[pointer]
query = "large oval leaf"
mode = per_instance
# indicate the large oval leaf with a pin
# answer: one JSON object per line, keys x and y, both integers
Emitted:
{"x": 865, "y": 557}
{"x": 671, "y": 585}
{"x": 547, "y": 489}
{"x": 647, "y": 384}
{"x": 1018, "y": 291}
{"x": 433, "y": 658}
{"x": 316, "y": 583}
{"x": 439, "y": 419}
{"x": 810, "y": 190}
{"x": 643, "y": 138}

_SHORT TASK_
Print all of the rows above again, character for character, with nothing changed.

_REPLY TO THE TASK_
[pointer]
query = "large oval leaf"
mode = per_instance
# indicate the large oval leaf with a pin
# answer: one JSON object per line, keys x and y, both integers
Emitted:
{"x": 865, "y": 557}
{"x": 671, "y": 585}
{"x": 547, "y": 489}
{"x": 647, "y": 384}
{"x": 1018, "y": 291}
{"x": 433, "y": 658}
{"x": 316, "y": 583}
{"x": 439, "y": 419}
{"x": 810, "y": 190}
{"x": 643, "y": 138}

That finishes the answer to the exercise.